### Extract
-- START --
The high-pressure piston can cover or release the opening of the
two control lines during the course of a working stroke. In this
way, the connection between the two control lines is effected or
interrupted.
[0010] Preferably, the high-pressure piston has a recess that, in a
predetermined position of the intensifier piston, overlaps the
openings of the two control lines. By means of this recess, the
connection between the two control lines is thus realized. When the
high-pressure piston is then moved by a corresponding amount, at
least one opening of the two control lines is covered by the
high-pressure piston so that the connection between the two control
lines is interrupted.
[0011] Preferably, the recess is an annular chamber. In this way,
the angular orientation of the high-pressure piston in the
high-pressure cylinder is of no consequence. The annular chamber,
for example, an annular groove, is able in all angle positions of
the high-pressure piston to establish a connection between the two
control lines.
[0012] Preferably, between the recess and the high-pressure chamber
a seal arrangement comprising a leakage drainage line is provided.
The seal arrangement seals initially the high-pressure chamber
relative to the parts of the pressure intensifier that are filled
with or communicate with another fluid. However, it is generally
not possible to make such a seal arrangement completely seal-tight.
Small amounts of fluid that can penetrate in the form of leakage
into the space between the high-pressure piston and the
high-pressure cylinder are drained by means of the leakage drainage
line.
[0013] Preferably, the control valve is connected to the return
connector by a path which extends in an area between the
high-pressure piston and the low-pressure piston through the
low-pressure cylinder. In this way, the area between the
high-pressure piston and the low-pressure piston is filled with
fluid that is displaced from the low-pressure chamber delimited by
the low-pressure cylinder and the low-pressure piston. Cavitation
phenomena can be prevented. When the low-pressure piston is moved
such that the high-pressure chamber is enlarged, then the chamber
between the high-pressure piston and the low-pressure piston is
also enlarged, i.e., the space within the low-pressure cylinder.
This chamber can then be refilled via the control valve.
[0014] Preferably, the low-pressure piston has at the periphery of
at least one end face a circumferentially extending recess, and a
correlated connection between the control valve and the
low-pressure cylinder opens into the circumferential wall of the
low-pressure cylinder in the area of its end face. In this way, the
low-pressure piston can be reciprocated up to the stop position
within the low-pressure cylinder. However, a driving action by
means of a fluid is still possible even when this fluid is not
introduced at the end face into the low-pressure cylinder but via
the peripheral wall. The fluid then reaches the recess and can flow
farther from there.
-- END --
### Problems to solve
**1)** Tally the lines of the rows below that contain the string "patch", with case counting, and give only the number.
**2)** Please resume the pressure intensifier passage above, starting right after its final sentence.

### Data listing
-- START --
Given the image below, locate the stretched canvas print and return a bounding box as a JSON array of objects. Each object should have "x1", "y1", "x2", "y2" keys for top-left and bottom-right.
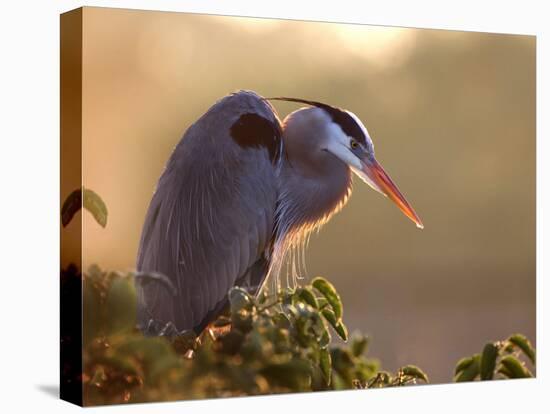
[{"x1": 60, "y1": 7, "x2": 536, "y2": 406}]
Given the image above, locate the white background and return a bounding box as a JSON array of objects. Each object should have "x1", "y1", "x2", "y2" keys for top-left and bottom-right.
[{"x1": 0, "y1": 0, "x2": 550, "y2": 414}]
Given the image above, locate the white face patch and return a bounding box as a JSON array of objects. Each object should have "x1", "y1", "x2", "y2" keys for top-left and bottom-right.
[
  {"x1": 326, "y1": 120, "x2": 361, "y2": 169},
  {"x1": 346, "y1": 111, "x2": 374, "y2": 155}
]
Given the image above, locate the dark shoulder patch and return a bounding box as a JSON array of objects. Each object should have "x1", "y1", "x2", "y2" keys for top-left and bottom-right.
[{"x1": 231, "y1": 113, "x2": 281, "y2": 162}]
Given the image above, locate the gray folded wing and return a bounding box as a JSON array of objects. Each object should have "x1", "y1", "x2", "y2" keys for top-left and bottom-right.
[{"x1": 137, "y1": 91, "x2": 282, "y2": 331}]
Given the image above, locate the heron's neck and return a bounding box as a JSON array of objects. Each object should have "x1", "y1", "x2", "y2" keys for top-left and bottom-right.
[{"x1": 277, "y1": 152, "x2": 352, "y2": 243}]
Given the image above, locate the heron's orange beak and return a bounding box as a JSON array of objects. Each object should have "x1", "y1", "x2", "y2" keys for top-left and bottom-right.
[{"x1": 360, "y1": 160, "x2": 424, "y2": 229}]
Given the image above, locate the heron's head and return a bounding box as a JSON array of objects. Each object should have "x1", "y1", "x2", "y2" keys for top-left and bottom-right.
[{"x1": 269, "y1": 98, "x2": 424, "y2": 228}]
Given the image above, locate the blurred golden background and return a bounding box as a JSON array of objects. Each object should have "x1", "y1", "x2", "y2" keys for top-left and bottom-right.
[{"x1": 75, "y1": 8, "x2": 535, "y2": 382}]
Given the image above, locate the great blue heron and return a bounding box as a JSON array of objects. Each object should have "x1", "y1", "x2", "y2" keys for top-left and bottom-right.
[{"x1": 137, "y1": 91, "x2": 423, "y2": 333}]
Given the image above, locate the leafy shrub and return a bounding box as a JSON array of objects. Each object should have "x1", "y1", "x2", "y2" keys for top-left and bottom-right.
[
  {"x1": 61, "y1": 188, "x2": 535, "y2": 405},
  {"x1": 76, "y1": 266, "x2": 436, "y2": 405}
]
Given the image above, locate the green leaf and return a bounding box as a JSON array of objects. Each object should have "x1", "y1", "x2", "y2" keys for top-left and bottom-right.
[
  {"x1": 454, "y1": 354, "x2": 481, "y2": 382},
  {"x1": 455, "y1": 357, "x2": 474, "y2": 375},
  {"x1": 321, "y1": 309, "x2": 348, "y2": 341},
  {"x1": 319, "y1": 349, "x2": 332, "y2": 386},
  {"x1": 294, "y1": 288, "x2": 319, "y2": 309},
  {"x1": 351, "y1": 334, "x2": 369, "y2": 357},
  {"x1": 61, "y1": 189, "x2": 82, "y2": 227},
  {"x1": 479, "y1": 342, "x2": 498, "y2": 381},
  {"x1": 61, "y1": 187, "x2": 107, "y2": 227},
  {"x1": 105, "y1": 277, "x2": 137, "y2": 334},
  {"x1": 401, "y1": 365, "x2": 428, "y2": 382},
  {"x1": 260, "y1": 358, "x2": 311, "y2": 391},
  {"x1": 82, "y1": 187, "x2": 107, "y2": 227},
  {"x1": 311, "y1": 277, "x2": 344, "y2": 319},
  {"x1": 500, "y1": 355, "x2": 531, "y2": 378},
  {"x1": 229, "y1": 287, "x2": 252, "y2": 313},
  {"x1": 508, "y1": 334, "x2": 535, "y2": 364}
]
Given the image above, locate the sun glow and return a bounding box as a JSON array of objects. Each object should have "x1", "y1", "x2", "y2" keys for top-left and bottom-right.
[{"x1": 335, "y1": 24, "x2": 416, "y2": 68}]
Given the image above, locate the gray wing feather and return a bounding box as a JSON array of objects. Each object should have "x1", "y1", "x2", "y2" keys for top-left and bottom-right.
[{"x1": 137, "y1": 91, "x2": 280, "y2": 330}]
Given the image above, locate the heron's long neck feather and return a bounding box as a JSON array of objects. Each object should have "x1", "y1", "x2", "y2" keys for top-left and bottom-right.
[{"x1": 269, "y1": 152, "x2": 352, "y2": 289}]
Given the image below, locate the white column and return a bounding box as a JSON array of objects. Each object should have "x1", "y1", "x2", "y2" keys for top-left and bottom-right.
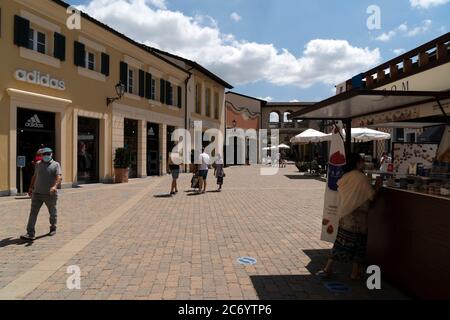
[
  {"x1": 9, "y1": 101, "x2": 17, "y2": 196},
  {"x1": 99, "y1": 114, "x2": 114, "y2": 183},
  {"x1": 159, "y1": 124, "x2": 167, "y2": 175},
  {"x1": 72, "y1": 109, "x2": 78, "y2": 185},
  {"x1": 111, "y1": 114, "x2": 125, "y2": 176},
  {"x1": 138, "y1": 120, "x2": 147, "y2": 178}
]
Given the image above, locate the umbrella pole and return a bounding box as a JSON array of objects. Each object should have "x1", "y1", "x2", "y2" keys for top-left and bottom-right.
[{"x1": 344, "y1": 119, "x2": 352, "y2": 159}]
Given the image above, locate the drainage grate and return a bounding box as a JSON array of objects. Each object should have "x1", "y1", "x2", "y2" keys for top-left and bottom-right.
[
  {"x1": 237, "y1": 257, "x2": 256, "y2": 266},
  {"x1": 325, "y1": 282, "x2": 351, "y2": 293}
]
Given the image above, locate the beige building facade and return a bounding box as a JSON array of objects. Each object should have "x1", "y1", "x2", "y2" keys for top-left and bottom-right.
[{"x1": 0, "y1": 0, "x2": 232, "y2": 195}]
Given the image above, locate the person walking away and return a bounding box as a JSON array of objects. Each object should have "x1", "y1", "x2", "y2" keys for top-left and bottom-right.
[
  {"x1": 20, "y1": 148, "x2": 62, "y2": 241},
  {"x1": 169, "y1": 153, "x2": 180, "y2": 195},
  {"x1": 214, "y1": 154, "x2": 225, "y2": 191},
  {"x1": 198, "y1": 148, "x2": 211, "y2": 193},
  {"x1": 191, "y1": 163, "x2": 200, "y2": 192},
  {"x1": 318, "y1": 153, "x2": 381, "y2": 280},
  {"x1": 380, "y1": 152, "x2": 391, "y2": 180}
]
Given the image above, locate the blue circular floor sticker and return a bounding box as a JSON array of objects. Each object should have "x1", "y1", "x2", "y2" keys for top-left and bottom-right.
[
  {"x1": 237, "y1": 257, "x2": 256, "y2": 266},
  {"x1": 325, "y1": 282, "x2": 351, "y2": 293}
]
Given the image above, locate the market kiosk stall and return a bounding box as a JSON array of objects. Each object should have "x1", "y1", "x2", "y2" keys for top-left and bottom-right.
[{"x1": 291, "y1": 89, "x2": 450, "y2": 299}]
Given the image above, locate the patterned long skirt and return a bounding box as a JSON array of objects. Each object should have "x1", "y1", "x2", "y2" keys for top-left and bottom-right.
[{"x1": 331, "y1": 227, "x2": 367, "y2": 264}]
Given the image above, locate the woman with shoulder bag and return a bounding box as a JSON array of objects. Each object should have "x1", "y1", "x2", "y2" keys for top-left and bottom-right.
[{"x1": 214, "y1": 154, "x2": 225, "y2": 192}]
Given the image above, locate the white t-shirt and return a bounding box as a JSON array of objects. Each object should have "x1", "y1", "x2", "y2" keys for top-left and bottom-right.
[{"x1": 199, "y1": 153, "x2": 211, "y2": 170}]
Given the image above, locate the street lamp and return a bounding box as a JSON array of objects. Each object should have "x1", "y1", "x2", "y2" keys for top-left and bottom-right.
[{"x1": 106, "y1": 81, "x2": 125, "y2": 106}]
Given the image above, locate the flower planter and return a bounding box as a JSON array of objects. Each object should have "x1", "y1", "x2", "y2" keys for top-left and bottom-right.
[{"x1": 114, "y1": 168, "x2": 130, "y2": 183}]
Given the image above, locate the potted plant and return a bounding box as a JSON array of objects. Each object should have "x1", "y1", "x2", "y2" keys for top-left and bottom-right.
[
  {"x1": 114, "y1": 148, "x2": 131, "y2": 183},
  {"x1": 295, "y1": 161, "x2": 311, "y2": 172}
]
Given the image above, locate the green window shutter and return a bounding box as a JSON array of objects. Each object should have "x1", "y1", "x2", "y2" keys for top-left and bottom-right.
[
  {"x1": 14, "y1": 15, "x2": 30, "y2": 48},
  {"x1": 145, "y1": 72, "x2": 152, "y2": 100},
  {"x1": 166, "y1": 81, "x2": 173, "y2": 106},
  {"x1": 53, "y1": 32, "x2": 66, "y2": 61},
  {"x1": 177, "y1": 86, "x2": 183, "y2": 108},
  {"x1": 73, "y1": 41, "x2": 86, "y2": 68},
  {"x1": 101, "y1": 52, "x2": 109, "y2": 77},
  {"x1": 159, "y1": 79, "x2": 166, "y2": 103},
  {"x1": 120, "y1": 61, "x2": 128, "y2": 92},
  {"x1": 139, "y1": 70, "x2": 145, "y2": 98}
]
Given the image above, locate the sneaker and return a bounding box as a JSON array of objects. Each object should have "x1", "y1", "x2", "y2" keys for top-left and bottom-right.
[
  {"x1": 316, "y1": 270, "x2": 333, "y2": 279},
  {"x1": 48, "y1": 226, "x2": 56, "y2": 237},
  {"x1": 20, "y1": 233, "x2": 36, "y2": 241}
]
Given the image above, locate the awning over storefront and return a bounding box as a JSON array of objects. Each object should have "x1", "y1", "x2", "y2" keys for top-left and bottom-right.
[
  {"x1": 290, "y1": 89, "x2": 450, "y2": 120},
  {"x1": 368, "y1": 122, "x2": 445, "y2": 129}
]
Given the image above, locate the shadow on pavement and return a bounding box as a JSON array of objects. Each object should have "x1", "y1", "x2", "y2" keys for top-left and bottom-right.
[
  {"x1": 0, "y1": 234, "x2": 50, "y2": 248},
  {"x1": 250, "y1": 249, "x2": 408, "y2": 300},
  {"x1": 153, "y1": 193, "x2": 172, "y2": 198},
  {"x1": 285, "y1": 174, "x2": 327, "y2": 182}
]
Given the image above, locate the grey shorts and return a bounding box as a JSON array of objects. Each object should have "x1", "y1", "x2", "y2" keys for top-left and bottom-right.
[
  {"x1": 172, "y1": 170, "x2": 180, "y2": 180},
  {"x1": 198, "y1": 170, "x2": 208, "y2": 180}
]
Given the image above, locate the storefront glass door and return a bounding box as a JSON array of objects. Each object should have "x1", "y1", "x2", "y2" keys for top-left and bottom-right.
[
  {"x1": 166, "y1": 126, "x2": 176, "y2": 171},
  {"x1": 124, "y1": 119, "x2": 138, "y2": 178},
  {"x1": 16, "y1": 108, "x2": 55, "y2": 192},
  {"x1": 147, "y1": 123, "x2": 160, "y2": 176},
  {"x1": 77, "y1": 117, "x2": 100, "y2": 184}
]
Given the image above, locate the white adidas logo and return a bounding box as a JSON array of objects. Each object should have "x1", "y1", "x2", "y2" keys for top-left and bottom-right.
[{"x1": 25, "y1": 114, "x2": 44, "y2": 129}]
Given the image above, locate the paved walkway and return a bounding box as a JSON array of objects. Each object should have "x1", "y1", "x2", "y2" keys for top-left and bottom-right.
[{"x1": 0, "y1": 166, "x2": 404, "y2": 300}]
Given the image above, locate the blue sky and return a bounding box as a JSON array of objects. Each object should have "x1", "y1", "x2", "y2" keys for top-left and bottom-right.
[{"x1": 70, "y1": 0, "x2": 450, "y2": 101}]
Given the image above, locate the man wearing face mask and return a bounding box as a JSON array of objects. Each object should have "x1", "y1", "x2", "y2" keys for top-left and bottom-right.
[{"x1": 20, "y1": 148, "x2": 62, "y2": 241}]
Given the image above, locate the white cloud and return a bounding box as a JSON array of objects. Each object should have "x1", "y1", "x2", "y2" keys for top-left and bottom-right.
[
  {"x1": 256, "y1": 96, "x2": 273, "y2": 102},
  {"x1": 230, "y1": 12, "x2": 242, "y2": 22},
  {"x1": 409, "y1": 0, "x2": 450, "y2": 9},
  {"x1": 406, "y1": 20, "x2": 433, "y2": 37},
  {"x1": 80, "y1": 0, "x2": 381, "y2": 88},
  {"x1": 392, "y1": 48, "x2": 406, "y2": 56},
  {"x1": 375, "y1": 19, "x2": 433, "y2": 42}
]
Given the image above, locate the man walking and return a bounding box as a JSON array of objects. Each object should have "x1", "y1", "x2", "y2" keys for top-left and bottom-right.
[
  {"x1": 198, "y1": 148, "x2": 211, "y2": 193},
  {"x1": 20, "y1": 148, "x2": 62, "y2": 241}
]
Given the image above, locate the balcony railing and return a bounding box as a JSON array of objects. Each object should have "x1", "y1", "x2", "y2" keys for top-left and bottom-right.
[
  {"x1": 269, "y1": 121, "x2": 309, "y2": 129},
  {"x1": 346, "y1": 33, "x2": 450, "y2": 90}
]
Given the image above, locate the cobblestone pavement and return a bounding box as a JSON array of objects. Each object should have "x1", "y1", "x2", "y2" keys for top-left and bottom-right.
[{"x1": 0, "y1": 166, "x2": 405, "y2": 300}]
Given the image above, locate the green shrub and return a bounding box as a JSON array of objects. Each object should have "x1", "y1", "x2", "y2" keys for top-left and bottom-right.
-- END --
### Exercise responses
**1)** 2

**2)**
[0015] Preferably, a throttled auxiliary control path is arranged
between the supply connector and control connector of the control
valve and enables switching of the control valve into the first
switching position. The auxiliary control path enables reliable
starting of the pressure intensifier even after an extended
downtime. The control valve has in fact always a defined switching
position when it is pressurized.
[0016] In this connection, it is particularly preferred that the
auxiliary control path is arranged in a valve element of the
control valve. It is then possible to ensure that the auxiliary
control path is interrupted when the control valve is in the second
switching position.
BRIEF DESCRIPTION OF THE DRAWING
[0017] In the drawing:
[0018] FIG. 1 is a schematic illustration of a pressure
intensifier.
DESCRIPTION OF THE PREFERRED EMBODIMENTS
[0019] A pressure intensifier 1 has a supply connector 2 via which
a driving fluid, for example, a first hydraulic liquid at a certain
pressure, is supplied. This hydraulic liquid can be returned via a
return connector 3. For example, the supply connector 2 can be
connected to a pump, not illustrated in detail, and the return
connector 3 to a tank, not illustrated in detail.
[0020] Moreover, the pressure intensifier 1 has a high-pressure
outlet 4 and a high-pressure inlet 5, both connected to a
high-pressure circuit in which a second hydraulic liquid
circulates. The second hydraulic liquid, referred to in the
following as the pumping liquid, is at a higher pressure than the
first hydraulic liquid that is referred to as the driving liquid.
It is desired to prevent that the driving liquid and the pumping
liquid mix with one another. The pumping liquid is circulated via
the high-pressure inlet 5 and the high-pressure outlet 4.
[0021] Between the high-pressure inlet 5 and the high-pressure
outlet 4 two check valves 6, 7 are connected in series; the check
valves 6, 7 open in the direction toward the high-pressure outlet
4. Between the two check valves 6, 7 a connection 8 branches off to
the high-pressure chamber 9. The high-pressure chamber 9 is
delimited by a high-pressure cylinder 10 and a high-pressure piston
11. The high-pressure piston 11 is connected to the low-pressure
piston 12 wherein it is sufficient when a connection 13 between the
high-pressure piston 11 and the low-pressure piston 12 can transmit
pressure forces. For this reason, the high-pressure piston 11 and
the low-pressure piston 12 are illustrated in the drawing as
separate parts which rest against one another at the connection 13.
The high-pressure piston 11 and low-pressure piston 12 together
form a pressure intensifier piston 27 embodied as a differential
piston.
[0022] The low-pressure piston 12 is movable in the low-pressure
cylinder 14, wherein the movements of the high-pressure piston 11
and the low-pressure piston 12 occur together.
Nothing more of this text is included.